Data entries
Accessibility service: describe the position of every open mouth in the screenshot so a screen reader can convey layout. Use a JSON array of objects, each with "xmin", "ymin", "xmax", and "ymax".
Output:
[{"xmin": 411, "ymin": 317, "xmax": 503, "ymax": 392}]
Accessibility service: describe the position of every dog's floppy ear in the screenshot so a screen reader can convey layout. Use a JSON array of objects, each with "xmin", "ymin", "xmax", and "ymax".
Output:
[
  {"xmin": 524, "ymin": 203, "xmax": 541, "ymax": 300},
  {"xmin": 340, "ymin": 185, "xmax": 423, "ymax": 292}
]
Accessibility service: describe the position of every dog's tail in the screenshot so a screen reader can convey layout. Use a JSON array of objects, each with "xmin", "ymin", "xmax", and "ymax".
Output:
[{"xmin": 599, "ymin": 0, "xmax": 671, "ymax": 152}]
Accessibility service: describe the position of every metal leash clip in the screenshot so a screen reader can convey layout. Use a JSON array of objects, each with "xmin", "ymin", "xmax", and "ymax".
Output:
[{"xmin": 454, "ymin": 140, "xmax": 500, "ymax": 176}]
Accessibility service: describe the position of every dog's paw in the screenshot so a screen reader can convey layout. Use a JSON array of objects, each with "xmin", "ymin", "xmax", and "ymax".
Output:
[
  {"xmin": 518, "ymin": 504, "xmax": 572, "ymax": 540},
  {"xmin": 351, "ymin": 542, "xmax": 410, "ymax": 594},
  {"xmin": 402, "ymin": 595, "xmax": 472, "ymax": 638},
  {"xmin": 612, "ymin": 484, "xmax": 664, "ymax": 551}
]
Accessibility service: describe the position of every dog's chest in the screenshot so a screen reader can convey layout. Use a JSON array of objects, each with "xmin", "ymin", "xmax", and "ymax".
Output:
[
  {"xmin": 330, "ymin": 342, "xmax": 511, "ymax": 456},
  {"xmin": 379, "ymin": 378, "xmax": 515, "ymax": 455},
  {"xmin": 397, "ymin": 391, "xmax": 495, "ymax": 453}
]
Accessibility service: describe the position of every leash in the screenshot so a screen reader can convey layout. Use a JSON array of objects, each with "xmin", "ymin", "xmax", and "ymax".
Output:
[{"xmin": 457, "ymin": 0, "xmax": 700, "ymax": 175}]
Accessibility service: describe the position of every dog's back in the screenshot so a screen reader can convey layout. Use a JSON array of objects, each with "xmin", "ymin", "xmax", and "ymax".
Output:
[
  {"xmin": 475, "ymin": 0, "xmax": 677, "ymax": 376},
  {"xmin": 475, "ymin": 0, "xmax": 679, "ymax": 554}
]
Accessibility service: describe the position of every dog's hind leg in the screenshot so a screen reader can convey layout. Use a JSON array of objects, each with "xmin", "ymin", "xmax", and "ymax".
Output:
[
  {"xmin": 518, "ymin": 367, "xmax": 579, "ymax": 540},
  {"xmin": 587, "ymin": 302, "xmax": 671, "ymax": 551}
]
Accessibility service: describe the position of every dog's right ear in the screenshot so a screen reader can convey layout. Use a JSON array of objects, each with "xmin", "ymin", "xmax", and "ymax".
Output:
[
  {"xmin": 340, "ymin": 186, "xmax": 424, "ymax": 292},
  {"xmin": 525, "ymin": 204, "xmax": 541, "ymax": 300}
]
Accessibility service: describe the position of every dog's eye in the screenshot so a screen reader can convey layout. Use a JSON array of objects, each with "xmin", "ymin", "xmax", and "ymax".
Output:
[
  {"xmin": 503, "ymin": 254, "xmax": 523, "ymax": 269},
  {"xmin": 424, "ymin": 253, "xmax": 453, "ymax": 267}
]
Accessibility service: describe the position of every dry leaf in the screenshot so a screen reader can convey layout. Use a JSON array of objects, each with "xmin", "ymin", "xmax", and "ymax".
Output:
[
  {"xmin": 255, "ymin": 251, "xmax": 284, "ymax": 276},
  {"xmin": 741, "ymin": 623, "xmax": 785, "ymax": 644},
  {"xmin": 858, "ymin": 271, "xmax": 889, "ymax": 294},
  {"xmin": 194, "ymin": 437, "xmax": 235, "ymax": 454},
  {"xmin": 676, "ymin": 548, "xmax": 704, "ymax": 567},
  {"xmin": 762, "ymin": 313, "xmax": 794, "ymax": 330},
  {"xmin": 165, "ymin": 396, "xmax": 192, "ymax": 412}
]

Task goal:
Quote every entry exactly.

Result:
Accessibility service: describe the position of every open mouth in the screenshot so a screen reader can convey layout. Use a JSON array of objects, each with "xmin", "ymin", "xmax", and "ymax".
Output:
[{"xmin": 411, "ymin": 317, "xmax": 503, "ymax": 392}]
Accessibility service: describe the position of every dog's floppy ear in the screenshot so a screen reader can convey layout. Use a JSON array of objects, each with "xmin", "ymin", "xmax", and "ymax".
Output:
[
  {"xmin": 524, "ymin": 203, "xmax": 541, "ymax": 300},
  {"xmin": 340, "ymin": 185, "xmax": 423, "ymax": 292}
]
Accessibility service: describe the position of every dog's tail in the screenshot so a screen reader can convey layout. Use a JSON array of objects, each with "xmin", "ymin", "xmax", and "ymax".
Output:
[{"xmin": 599, "ymin": 0, "xmax": 671, "ymax": 152}]
Accessibility service: describe the position of every metal leash clip in the screenshot so a screen reader can convey layout. Use a JSON array of objects, each with "xmin", "ymin", "xmax", and "ymax".
Output:
[{"xmin": 454, "ymin": 140, "xmax": 500, "ymax": 176}]
Accessibility service: describe the position of every dog's paw in the screenshot so a screen reader can convey layout. Use a JSON array of objects, each with "xmin", "ymin", "xmax", and "ymax".
Output:
[
  {"xmin": 518, "ymin": 504, "xmax": 572, "ymax": 540},
  {"xmin": 351, "ymin": 542, "xmax": 410, "ymax": 594},
  {"xmin": 402, "ymin": 595, "xmax": 472, "ymax": 638},
  {"xmin": 612, "ymin": 484, "xmax": 664, "ymax": 551}
]
Accessibility service: describe the position of every dog's chest in the screenshot so a screen reader can convey layout. Use a JSON array of objects, each with "xmin", "ymin", "xmax", and "ymax".
Output:
[
  {"xmin": 330, "ymin": 342, "xmax": 511, "ymax": 456},
  {"xmin": 379, "ymin": 378, "xmax": 515, "ymax": 455},
  {"xmin": 397, "ymin": 391, "xmax": 495, "ymax": 453}
]
Accessibility service: describe the position of every leash in the screenshot so a screen reader can convey layout. Use a JSON array of objects, each with "xmin", "ymin", "xmax", and "ymax".
Output:
[{"xmin": 457, "ymin": 0, "xmax": 700, "ymax": 175}]
Accessibility service: describe the position of every dog's back in the screenshot so a screen reader can convey layout. Use a JSON array of objects, each with "xmin", "ymin", "xmax", and "ymax".
Output:
[
  {"xmin": 475, "ymin": 0, "xmax": 677, "ymax": 376},
  {"xmin": 475, "ymin": 0, "xmax": 679, "ymax": 554}
]
Accessibility service: describe the position of every dog's hind leg in the screenshot so a screen reader can convey layout. Use a JSON array of objects, each with "xmin", "ymin", "xmax", and "ymax".
Output:
[
  {"xmin": 518, "ymin": 367, "xmax": 579, "ymax": 540},
  {"xmin": 587, "ymin": 302, "xmax": 671, "ymax": 551}
]
Accessibility service: describe the position of every dog's right ear in the screenshot so a screen reader can convey layout. Use a JSON array of objects, each with "xmin", "ymin", "xmax", and "ymax".
Output:
[
  {"xmin": 340, "ymin": 186, "xmax": 424, "ymax": 292},
  {"xmin": 525, "ymin": 204, "xmax": 541, "ymax": 300}
]
Accessibility service: describe the position of every dog's eye in the screenshot so a screen reader can convey layout. Use a JSON array of objects, each with "xmin", "ymin", "xmax", and "ymax".
Output:
[
  {"xmin": 503, "ymin": 254, "xmax": 523, "ymax": 269},
  {"xmin": 424, "ymin": 253, "xmax": 453, "ymax": 267}
]
Accessibility service: describe the position of every dry leaf in the screenshot so a screen reader can convey layout. Use a JSON array of objects, each with "xmin", "ymin", "xmax", and "ymax".
Output:
[
  {"xmin": 255, "ymin": 251, "xmax": 284, "ymax": 276},
  {"xmin": 741, "ymin": 623, "xmax": 785, "ymax": 644},
  {"xmin": 858, "ymin": 271, "xmax": 889, "ymax": 294},
  {"xmin": 194, "ymin": 437, "xmax": 235, "ymax": 454},
  {"xmin": 676, "ymin": 548, "xmax": 704, "ymax": 567},
  {"xmin": 762, "ymin": 313, "xmax": 794, "ymax": 330},
  {"xmin": 165, "ymin": 396, "xmax": 192, "ymax": 412}
]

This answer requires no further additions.